CONSIGNE DE TRAVAIL 1: Relevez tous les noms de lieux géographiques que mentionne l'extrait sur la mort de Rebecca Cheptegei.
CONSIGNE DE TRAVAIL 2: Résumez en deux phrases l'extrait sur la mort de Rebecca Cheptegei.
CONSIGNE DE TRAVAIL 3: D'après l'extrait sur la mort de Rebecca Cheptegei, pour quelle raison son compagnon se trouve-t-il lui-même entre les mains des médecins ?

Horreur à Endebess ! Tel pourrait être le titre d'une nouvelle, d'un roman ou d'un feuilleton à l'eau de rose qui a fini tragiquement en 3 épisodes en 4 jours de tournage.
Le synopsis : une belle athlète de 33 ans, Rebecca Cheptegei, victime de crises de jalousie à répétition de la part de son compagnon, Dickson Ndiema Marangach, a été brûlée vive par ce dernier. Hospitalisée durant 3 jours, elle succombera malheureusement à ses graves blessures, laissant 2 orphelines de 9 et 11 ans, et son compagnon jaloux entre les mains des médecins, lui-même brûlé à 30 %, victime de l'incendie criminel qu'il a allumé.
Le film dramatique, sous l'inspiration d'un scénariste ingénieux, pourrait prendre fin avec ce grand suspense : le criminel hospitalisé ignore l'indignation familiale, nationale et mondiale devant son inqualifiable barbarie, sans qu'on sache si les médecins pourraient le sauver de la mort afin qu'il réponde devant les juridictions compétentes.
Hélas, mille fois hélas, l'horreur d'Endebess, qui s'est poursuivie à l'hôpital de référence d'Eldoret, a été vécue pour de vrai dans la région ouest du Kenya, où est morte Rebecca Cheptegei, une athlète ougandaise, spécialiste en course de fond.

(Enregistrements sources)
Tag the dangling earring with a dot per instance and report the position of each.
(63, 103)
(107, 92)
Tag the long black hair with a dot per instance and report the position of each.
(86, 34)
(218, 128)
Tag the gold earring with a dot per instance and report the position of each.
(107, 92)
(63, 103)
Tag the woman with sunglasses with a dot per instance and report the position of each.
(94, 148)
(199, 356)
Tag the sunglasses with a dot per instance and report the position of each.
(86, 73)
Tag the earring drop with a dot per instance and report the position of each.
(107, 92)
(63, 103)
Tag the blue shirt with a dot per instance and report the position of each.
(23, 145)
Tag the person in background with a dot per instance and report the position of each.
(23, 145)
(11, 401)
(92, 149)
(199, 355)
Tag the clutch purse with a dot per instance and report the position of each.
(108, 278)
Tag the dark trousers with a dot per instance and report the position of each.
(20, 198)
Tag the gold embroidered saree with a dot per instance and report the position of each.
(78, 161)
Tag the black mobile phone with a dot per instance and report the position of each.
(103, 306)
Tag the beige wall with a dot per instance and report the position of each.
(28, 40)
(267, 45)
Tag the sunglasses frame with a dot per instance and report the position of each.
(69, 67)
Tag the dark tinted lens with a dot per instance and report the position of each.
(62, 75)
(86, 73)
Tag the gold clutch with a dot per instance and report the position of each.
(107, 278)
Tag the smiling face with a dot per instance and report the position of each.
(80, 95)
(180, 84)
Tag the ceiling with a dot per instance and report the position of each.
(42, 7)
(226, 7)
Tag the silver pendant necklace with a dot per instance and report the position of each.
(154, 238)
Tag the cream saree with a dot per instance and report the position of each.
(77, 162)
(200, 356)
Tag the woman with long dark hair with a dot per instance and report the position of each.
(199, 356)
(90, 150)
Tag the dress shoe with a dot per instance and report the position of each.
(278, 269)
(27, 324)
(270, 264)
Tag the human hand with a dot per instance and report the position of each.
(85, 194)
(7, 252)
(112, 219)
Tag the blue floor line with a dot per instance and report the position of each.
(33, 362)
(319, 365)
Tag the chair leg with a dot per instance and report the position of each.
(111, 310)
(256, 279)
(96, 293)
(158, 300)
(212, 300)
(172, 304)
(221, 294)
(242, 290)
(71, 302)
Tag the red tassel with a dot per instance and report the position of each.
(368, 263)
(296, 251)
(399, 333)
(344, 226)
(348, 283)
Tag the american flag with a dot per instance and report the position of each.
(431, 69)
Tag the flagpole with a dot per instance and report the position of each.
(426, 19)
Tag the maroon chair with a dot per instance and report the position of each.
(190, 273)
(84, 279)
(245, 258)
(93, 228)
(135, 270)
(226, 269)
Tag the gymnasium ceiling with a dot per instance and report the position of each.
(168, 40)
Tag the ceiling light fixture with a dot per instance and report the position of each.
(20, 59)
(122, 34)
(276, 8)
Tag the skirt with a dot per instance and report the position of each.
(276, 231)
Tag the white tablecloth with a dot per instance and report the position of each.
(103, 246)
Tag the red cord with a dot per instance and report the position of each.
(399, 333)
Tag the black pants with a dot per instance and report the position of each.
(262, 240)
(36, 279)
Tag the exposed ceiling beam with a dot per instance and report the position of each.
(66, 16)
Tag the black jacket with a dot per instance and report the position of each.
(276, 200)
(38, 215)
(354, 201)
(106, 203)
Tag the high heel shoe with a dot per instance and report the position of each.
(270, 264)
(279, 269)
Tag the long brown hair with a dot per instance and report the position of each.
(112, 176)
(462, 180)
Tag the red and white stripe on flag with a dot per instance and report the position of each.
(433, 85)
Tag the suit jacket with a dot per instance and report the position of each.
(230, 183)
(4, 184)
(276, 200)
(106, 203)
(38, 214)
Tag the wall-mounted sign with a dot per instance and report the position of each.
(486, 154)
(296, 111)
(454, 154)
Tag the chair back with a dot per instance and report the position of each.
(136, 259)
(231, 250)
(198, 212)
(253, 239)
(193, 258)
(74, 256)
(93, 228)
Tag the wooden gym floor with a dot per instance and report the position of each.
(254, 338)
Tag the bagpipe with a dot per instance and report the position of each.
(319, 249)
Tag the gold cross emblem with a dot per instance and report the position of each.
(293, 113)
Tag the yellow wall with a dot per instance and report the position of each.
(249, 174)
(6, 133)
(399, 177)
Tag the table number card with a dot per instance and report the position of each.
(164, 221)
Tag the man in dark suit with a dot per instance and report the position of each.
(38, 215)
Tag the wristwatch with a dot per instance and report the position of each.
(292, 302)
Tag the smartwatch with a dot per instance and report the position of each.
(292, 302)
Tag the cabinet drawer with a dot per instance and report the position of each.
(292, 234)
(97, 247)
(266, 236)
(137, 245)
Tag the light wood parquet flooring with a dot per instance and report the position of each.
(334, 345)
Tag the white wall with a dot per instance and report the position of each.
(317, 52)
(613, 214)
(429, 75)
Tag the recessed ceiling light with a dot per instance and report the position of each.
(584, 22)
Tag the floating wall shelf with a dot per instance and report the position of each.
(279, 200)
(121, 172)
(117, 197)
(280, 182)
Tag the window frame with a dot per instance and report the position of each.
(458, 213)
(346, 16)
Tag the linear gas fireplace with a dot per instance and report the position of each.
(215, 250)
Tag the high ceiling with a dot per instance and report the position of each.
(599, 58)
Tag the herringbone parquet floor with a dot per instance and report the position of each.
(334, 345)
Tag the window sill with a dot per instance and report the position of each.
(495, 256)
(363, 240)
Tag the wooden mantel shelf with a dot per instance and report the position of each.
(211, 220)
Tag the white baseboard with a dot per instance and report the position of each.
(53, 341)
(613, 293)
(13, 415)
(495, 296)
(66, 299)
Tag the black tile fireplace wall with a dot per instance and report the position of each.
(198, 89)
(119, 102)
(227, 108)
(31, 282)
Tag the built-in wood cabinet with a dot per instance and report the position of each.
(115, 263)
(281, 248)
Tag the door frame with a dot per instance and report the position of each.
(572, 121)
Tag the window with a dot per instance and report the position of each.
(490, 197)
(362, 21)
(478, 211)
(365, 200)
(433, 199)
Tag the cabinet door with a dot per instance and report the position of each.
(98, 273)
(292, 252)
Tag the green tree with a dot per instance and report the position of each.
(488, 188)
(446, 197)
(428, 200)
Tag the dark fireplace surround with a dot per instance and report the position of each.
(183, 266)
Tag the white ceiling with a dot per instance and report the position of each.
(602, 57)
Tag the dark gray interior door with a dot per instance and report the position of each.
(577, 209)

RÉSULTAT ATTENDU 1: Endebess, Eldoret, Kenya

RÉSULTAT ATTENDU 2: L'athlète ougandaise Rebecca Cheptegei, spécialiste de la course de fond âgée de 33 ans, a été brûlée vive par son compagnon jaloux, Dickson Ndiema Marangach, et a succombé après trois jours d'hospitalisation, laissant deux orphelines de 9 et 11 ans. Ce drame, que l'extrait présente d'abord comme un scénario de fiction, s'est réellement produit dans l'ouest du Kenya, tandis que le criminel, lui-même brûlé à 30 %, est hospitalisé.

RÉSULTAT ATTENDU 3: Il a lui-même été brûlé à 30 % dans l'incendie criminel qu'il avait allumé.